--- START ---

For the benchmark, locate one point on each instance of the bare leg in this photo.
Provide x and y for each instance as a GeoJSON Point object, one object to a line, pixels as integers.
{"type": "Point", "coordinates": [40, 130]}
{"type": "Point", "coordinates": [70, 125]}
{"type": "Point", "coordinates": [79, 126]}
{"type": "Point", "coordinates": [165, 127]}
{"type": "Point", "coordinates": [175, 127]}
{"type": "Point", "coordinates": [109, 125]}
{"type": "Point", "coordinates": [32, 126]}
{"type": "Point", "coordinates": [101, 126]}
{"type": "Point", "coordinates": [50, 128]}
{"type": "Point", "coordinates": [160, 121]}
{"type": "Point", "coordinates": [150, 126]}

--- END ---

> **WHAT THE EXERCISE ASKS**: Rewrite the records with "bare leg" replaced by "bare arm" and everything else left as it is.

> **SOLUTION TO THIS TASK**:
For the benchmark, locate one point on each instance of the bare arm in this photo.
Provide x and y for each instance as a GeoJSON Point object, one object to a line, pixels as integers.
{"type": "Point", "coordinates": [40, 130]}
{"type": "Point", "coordinates": [70, 125]}
{"type": "Point", "coordinates": [79, 126]}
{"type": "Point", "coordinates": [165, 127]}
{"type": "Point", "coordinates": [175, 127]}
{"type": "Point", "coordinates": [109, 125]}
{"type": "Point", "coordinates": [32, 126]}
{"type": "Point", "coordinates": [101, 126]}
{"type": "Point", "coordinates": [50, 128]}
{"type": "Point", "coordinates": [160, 121]}
{"type": "Point", "coordinates": [150, 126]}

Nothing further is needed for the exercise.